Отрывок текста →
======
В Карее всего одна улица (если можно ее так назвать) и несколько узких, кривых переулков. В центре стоит старинный Успенский собор, низкий и ветхий, имеющий плоскую крышу. А вблизи от него, в старой усадьбе – здание Протата; это высшее церковное управление святой Горы, главный и единственный орган, являющийся административным и правовым центром всего Афона; это общее судилище Горы, где разбираются все дела обителей, а также сношений с Вселенской Патриархией и греческим правительством.
Спустившись с горы и войдя в городок, я сошел с мулатки, по древней афонской традиции, из уважения к святыням Кареи. Продвигаясь по узким и кривым улочкам, я встречал исключительно монашеские фигуры; всюду они безмолвно появлялись и смиренно удалялись, а людей в светском платье почти не было видно: все население Кареи как бы облачено в одну черную монашескую рясу и клобук с наметкой. Зато какими контрастами являлись на всем этом черном монашеском фоне стройные, красивые и яркие фигуры сардаров, охранников Протата. В большинстве случаев, это седые, но крепкие и сильные старики, облаченные в живописный национальный костюм: богато расшитая золотом безрукавка, белая рубаха с пышными рукавами, белые гамаши при синих шароварах и низенькая шапочка с отвисающей кистью.
Отец Илиодор доставил меня в карейский кунак их Пантелеимонова монастыря, прямо к их антипросопу архимандриту Сергию. Гостеприимный старец встретил меня с большим радушием и окружил истинно отеческой заботой, снабдив нужной информацией. Здесь я умылся и отдохнул. Потом, за чашкой чая, долго наслаждался интересной беседой с отцом Сергием, который был культурным человеком и прекрасным монахом. Его жизненно-мудрые суждения, отеческо-поучительные наставления и сердечные утешения на всю жизнь врезались в мою душу, наполнив ее благодарностью к этому прекрасному человеку и примерному монаху.
======
Выдержки из записей →
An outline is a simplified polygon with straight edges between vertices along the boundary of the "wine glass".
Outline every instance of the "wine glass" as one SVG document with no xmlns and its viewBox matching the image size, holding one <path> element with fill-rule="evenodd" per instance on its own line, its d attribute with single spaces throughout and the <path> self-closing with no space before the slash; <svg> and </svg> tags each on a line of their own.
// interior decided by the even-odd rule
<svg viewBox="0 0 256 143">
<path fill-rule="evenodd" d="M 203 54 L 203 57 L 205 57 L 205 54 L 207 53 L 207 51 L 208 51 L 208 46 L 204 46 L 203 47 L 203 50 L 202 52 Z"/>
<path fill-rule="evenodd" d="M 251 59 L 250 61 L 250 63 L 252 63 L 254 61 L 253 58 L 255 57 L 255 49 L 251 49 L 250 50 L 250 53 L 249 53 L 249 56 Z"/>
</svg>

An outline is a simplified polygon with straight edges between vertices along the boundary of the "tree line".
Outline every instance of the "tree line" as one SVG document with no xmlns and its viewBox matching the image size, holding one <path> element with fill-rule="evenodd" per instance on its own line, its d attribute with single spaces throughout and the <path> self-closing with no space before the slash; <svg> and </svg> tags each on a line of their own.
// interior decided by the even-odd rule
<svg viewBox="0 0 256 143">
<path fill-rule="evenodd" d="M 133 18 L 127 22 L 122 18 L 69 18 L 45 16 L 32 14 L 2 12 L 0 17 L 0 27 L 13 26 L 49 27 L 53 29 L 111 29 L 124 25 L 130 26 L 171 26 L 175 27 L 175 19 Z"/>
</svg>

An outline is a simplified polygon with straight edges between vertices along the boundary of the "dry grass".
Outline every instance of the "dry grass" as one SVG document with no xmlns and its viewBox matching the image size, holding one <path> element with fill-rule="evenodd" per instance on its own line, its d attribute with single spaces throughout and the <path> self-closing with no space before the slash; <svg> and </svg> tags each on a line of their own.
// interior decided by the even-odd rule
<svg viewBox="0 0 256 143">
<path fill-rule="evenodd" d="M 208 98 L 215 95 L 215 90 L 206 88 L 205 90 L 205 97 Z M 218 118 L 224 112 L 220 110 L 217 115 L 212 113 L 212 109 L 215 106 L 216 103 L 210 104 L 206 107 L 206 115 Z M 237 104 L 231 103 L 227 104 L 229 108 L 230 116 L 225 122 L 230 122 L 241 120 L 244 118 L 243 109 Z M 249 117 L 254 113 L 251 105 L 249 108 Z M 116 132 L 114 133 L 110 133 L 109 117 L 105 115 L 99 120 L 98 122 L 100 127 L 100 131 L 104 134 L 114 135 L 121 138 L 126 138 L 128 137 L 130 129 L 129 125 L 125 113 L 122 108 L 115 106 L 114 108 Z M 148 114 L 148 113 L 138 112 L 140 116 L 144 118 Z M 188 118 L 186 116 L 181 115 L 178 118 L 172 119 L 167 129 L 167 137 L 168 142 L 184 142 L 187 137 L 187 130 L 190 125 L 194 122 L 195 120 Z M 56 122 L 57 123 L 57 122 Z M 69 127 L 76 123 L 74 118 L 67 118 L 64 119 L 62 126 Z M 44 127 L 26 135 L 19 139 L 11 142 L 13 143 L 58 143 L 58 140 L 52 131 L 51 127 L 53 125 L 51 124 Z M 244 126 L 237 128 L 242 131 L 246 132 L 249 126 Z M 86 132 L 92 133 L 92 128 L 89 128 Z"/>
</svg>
======
Задача 1 →
Почему рассказчик, согласно отрывку о Карее, спешился при входе в городок? Ответьте одним-тремя предложениями.
Задача 2 →
Пожалуйста, процитируйте из отрывка о Карее участок текста от слов «Отец Илиодор доставил» до слов «и примерному монаху.» включительно.
Задача 3 →
Соответствуют ли отрывку о Карее следующие утверждения? (a) Успенский собор в Карее имеет плоскую крышу. (b) Сардары, охранники Протата, одеты в черные монашеские рясы. (c) Архимандрит Сергий встретил рассказчика холодно. Для каждого ответьте «да» или «нет» и приведите решающие слова текста.

Полный ответ 1 →
Рассказчик спешился, следуя древней афонской традиции и из уважения к святыням Кареи.

Полный ответ 2 →
Отец Илиодор доставил меня в карейский кунак их Пантелеимонова монастыря, прямо к их антипросопу архимандриту Сергию. Гостеприимный старец встретил меня с большим радушием и окружил истинно отеческой заботой, снабдив нужной информацией. Здесь я умылся и отдохнул. Потом, за чашкой чая, долго наслаждался интересной беседой с отцом Сергием, который был культурным человеком и прекрасным монахом. Его жизненно-мудрые суждения, отеческо-поучительные наставления и сердечные утешения на всю жизнь врезались в мою душу, наполнив ее благодарностью к этому прекрасному человеку и примерному монаху.

Полный ответ 3 →
(a) Да: «низкий и ветхий, имеющий плоскую крышу».
(b) Нет: «облаченные в живописный национальный костюм».
(c) Нет: «встретил меня с большим радушием».